• Task
Exactly reproduce the lines from the line containing "Please put a marker on the pink" to the end of the data below, inclusive, and nothing else.

• Listed entries
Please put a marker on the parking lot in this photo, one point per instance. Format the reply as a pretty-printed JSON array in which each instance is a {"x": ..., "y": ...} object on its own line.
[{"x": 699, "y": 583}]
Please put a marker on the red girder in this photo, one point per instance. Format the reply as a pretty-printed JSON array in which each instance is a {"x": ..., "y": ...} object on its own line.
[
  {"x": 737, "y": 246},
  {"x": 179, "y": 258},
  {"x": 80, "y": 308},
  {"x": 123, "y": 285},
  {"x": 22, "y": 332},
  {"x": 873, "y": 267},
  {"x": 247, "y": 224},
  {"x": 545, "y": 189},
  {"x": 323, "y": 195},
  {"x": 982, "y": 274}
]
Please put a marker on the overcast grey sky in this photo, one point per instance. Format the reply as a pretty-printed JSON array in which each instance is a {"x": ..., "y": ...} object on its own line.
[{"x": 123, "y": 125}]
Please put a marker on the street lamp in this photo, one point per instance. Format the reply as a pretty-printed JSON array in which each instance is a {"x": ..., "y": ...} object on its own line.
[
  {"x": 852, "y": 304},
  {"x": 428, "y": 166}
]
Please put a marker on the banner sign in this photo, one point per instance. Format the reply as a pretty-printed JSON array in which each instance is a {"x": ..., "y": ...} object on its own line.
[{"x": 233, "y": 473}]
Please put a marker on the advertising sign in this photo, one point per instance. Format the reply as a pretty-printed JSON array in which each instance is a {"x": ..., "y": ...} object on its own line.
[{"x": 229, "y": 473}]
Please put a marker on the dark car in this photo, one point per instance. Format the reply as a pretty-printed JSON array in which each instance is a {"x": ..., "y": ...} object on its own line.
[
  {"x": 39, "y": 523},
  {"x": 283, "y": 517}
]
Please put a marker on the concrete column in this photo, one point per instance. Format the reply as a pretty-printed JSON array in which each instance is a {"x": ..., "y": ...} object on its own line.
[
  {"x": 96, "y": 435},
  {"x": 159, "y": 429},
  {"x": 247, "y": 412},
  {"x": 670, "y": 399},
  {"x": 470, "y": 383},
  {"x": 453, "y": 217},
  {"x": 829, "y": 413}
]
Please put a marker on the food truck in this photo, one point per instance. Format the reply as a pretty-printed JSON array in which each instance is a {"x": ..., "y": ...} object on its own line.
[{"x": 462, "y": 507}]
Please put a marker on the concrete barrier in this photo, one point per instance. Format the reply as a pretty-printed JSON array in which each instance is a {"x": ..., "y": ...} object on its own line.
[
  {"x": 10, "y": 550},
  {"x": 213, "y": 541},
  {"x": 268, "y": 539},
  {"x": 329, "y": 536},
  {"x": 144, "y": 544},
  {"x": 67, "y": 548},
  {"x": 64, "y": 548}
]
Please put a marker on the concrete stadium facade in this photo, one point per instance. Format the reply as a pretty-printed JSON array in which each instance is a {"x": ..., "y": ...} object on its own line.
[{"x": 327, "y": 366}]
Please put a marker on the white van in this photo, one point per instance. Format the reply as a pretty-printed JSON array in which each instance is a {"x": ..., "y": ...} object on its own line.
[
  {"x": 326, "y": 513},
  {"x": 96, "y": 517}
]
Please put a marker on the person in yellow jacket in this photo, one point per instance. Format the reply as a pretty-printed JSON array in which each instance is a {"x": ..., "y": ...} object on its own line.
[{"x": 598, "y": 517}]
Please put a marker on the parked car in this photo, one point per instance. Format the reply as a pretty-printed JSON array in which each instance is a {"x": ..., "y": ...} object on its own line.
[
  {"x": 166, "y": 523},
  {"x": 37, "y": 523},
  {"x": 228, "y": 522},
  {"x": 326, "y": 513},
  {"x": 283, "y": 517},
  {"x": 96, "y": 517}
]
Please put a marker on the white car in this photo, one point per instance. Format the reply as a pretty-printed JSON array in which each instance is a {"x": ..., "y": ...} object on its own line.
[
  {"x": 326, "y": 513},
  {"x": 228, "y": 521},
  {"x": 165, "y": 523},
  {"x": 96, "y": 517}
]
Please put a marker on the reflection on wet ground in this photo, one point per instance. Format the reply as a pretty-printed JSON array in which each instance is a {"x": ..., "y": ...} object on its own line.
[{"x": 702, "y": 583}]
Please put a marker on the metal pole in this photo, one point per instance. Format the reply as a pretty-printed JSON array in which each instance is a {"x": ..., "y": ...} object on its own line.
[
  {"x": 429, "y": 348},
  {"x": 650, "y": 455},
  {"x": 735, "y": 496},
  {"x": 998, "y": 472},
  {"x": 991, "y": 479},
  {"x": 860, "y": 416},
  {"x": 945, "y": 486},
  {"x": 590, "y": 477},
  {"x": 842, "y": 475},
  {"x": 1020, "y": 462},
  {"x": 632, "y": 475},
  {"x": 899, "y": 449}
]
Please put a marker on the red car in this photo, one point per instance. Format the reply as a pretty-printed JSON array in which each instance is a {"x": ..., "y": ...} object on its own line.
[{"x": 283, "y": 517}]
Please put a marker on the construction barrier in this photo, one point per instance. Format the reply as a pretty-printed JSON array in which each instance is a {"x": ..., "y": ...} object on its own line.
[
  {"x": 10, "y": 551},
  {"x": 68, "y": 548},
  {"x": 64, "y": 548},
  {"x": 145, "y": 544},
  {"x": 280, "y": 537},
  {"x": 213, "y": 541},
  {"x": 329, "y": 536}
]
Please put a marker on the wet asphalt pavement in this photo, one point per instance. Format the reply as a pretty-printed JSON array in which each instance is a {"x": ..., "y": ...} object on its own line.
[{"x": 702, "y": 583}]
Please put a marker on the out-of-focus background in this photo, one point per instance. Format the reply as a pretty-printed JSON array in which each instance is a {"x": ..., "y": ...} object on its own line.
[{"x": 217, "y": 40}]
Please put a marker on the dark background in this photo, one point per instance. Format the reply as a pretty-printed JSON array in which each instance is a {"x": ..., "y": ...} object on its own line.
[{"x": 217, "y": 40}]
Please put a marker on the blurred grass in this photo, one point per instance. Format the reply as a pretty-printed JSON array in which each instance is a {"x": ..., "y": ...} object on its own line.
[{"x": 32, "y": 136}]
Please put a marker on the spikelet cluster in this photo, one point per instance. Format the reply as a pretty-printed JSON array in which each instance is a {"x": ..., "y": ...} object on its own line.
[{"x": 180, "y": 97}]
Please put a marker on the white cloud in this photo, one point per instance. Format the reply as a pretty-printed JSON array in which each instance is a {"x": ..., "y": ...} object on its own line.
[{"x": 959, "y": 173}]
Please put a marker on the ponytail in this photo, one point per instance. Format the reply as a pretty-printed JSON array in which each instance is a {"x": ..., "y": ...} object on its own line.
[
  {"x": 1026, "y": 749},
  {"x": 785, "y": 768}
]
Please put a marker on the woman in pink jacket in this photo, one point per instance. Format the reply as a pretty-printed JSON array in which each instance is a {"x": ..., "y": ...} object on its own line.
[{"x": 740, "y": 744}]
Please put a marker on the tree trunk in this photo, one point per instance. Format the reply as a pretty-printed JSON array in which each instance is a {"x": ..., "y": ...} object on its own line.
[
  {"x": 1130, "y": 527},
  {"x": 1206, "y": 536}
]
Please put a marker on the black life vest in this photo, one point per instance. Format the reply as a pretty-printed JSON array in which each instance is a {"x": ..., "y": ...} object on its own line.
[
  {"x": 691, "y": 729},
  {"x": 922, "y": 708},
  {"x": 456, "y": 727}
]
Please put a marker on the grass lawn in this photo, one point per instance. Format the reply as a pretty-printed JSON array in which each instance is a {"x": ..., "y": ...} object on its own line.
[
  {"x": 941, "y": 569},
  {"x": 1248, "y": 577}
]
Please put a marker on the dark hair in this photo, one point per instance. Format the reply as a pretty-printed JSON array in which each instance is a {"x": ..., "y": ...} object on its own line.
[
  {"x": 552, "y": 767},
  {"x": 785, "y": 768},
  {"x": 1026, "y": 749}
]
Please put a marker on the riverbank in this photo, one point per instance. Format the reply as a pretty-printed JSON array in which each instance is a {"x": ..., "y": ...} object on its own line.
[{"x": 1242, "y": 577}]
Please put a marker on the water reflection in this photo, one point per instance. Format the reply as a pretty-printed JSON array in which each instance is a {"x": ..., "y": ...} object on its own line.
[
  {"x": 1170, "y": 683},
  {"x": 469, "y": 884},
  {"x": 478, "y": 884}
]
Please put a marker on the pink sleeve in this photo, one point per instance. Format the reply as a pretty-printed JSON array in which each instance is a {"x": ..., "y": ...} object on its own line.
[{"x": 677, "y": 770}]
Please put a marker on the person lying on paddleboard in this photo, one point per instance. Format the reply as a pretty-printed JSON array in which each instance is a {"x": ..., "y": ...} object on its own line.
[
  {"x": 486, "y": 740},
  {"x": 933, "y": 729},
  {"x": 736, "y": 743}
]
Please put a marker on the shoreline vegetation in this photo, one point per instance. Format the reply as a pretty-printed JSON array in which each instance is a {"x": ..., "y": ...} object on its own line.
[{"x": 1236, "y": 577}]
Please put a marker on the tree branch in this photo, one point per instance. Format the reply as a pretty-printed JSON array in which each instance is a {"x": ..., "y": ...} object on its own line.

• Task solution
Please put a marker on the pink sleeve in this photo, one point per instance. Format the reply as a pretty-printed JSON array in which each instance is a {"x": ..., "y": ...} object on its own line.
[{"x": 677, "y": 770}]
Please put a marker on the person lying on paddleboard in this photo, one point per instance. Format the reply as a pretty-printed JSON array in which each instance is a {"x": ..., "y": ...} object on its own line.
[
  {"x": 486, "y": 740},
  {"x": 933, "y": 729},
  {"x": 736, "y": 743}
]
Please put a marker on the shoreline vegetation in this photo, one point per instance. Format the reply as a pretty-printed JSON array in which each instance is a {"x": ..., "y": ...} object on its own line.
[{"x": 1236, "y": 577}]
Please put a marker on the tree branch in this photo, one point per instance. Format the reply as a pretty-printed JSON array in which each instance is a {"x": ..., "y": ...} object on its own line.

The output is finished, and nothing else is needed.